DATA FOR ANALYSIS

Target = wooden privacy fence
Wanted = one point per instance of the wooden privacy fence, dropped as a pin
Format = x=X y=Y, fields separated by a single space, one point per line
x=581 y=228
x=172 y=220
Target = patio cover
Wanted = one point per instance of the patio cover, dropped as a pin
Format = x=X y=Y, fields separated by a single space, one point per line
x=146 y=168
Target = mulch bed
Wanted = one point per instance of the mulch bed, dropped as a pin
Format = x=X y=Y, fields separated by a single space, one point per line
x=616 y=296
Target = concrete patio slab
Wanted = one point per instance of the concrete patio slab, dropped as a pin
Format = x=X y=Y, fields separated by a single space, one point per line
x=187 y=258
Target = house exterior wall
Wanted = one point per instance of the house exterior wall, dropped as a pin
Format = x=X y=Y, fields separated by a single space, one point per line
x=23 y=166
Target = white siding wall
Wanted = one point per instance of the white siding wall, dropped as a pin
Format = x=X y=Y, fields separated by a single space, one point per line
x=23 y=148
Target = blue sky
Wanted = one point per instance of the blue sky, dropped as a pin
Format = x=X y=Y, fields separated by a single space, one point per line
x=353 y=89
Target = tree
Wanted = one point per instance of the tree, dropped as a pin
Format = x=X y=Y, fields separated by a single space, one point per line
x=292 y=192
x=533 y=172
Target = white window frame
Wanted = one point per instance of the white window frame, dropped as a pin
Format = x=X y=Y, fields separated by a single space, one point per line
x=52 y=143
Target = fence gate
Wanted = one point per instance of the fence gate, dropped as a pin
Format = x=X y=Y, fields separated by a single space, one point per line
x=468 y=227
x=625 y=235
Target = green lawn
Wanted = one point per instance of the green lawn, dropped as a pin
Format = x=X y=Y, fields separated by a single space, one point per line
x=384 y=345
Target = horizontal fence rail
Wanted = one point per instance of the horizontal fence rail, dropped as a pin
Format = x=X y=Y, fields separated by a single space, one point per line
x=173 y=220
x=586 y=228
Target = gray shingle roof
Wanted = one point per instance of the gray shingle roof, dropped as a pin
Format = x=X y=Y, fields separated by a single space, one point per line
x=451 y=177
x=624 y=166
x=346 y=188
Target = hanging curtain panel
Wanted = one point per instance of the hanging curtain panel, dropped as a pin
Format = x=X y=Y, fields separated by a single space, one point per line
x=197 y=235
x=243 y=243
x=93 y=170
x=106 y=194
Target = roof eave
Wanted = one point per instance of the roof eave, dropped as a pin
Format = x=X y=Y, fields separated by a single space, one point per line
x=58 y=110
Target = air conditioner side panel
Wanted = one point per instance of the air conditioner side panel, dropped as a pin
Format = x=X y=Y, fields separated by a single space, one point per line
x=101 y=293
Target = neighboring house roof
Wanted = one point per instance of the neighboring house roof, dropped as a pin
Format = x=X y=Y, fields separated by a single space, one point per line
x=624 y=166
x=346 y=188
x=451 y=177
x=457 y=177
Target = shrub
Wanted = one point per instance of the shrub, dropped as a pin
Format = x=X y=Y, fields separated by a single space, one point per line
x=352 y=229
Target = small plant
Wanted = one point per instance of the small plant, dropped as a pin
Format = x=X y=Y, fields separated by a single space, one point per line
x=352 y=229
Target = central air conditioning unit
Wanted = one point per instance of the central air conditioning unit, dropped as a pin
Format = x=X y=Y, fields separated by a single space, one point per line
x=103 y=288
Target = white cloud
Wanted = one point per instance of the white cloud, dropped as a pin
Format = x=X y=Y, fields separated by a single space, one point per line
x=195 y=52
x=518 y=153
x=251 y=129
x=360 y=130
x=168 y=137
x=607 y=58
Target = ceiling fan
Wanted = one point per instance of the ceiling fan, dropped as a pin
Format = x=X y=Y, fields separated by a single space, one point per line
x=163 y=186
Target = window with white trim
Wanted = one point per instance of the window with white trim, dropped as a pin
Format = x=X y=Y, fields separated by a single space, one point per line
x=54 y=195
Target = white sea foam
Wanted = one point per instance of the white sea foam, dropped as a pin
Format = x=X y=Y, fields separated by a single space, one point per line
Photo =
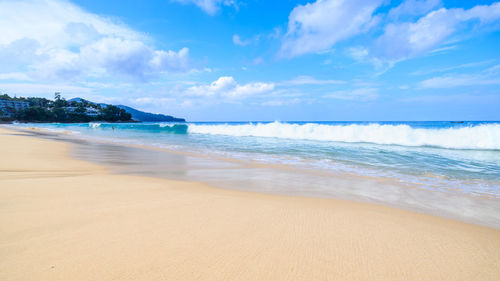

WHAT YOU NEED TO DO
Copy every record exactly, leaving the pictures out.

EXERCISE RESPONSE
Target = wooden privacy fence
Wanted = one point per instance of the wooden privacy fence, dropped as a pin
Format = x=X y=Y, fields separated by a single space, one point per line
x=581 y=228
x=172 y=220
Target = patio cover
Wanted = one point per instance of the patio cover, dropped as a pin
Format = x=X y=Y, fields separated by a single space, one point per line
x=146 y=168
Target = mulch bed
Wanted = one point per instance of the mulch bed, dropped as a pin
Format = x=X y=Y, fields separated by a single space, one point per line
x=616 y=296
Target = concrete patio slab
Wanted = one point per instance of the concrete patio slab, dropped as a pin
Format = x=X y=Y, fields separated by a single space, one point per line
x=187 y=258
Target = house exterior wall
Wanted = one point per instance of the house exterior wall, dropped as a pin
Format = x=X y=Y, fields separated by a single space, one point per line
x=23 y=166
Target = white siding wall
Wanted = one point per instance of the white siding wall, dropped as a pin
Format = x=X y=Y, fields separated by a single space, one point per line
x=23 y=148
Target = blue sky
Wanted = one point per instance of the blue sky, dropped as a pin
Format = x=X y=Y, fields separated by a single space, one point per line
x=353 y=89
Target = tree
Wanted = one point per instance of the tree, dropped as a pin
Format = x=X y=Y, fields separated by a single space, one point per line
x=292 y=192
x=533 y=172
Target = white window frame
Wanted = one point per instance of the white window frame, dropped as a pin
Format = x=X y=Y, fields separated by a single space, one point per line
x=52 y=143
Target = fence gate
Wanted = one point per instance of the fence gate, dropped as a pin
Format = x=X y=Y, fields separated by a single space, one point per line
x=468 y=227
x=625 y=235
Target = green lawn
Wanted = one point per instance of the green lawn, dropped as a pin
Format = x=X y=Y, fields separated by a single space, one point per line
x=384 y=345
Target = horizontal fence rail
Wanted = one point per instance of the horizontal fence rail, dropped as a pin
Format = x=X y=Y, fields separated by a single space, one point per line
x=173 y=220
x=586 y=228
Target = gray shingle roof
Wanted = one point per instance of the gray shingle roof, dropped as a pin
Format = x=X y=Y, fields separated by a single space, one point per line
x=451 y=177
x=624 y=166
x=346 y=188
Target = hanging curtain panel
Wanted = one point per instance of the hanging curtain panel, dropped as a pin
Format = x=X y=Y, fields separated by a single space, one point per line
x=197 y=235
x=243 y=243
x=93 y=170
x=106 y=194
Target = roof eave
Wanted = one point per instance of the roof eave, dropped as a pin
Format = x=X y=Y, fields separated by a single space, one point per line
x=58 y=110
Target = air conditioner side panel
Wanted = one point per instance of the air conditioner side panel, dropped as a pin
Format = x=X y=Y, fields separated by a single space, one point per line
x=101 y=293
Target = neighboring house roof
Wanted = one point per instance of the neighboring house roof, dropped as a pin
Format = x=X y=Y, fields separated by a single space, one point per line
x=624 y=166
x=346 y=188
x=451 y=177
x=457 y=177
Target = shrub
Wanted = one point per instance of the shrub, dropped as a pin
Format = x=X y=Y, fields separated by a single space, one point per line
x=352 y=229
Target = small plant
Wanted = one point per instance of the small plant, dropped as a pin
Format = x=X y=Y, fields separated by a single space, one point per line
x=352 y=229
Target = central air conditioning unit
Wanted = one point per instance of the central air conditioning unit, dropped as a pin
Format = x=X y=Y, fields separated by a single space, one point per line
x=103 y=288
Target = white cloud
Wanted = one point per instance of the white cloud, dropped as a pin
Format = x=X y=Y, fields separated by a single space, one point per line
x=195 y=52
x=518 y=153
x=251 y=129
x=360 y=130
x=168 y=137
x=607 y=58
Target = ceiling fan
Wanted = one point per instance of the ceiling fan, dropped as a pin
Format = x=X y=Y, fields separated by a single space, one point per line
x=163 y=186
Target = window with white trim
Wanted = one point per instance of the window with white trim, dropped as a pin
Format = x=X y=Y, fields separated by a single space, one point per line
x=54 y=195
Target = white sea foam
Wanted = one point per instance of the white sea foam, dropped as a pin
Format = x=X y=Y, fields separated by a single space, one point per line
Photo =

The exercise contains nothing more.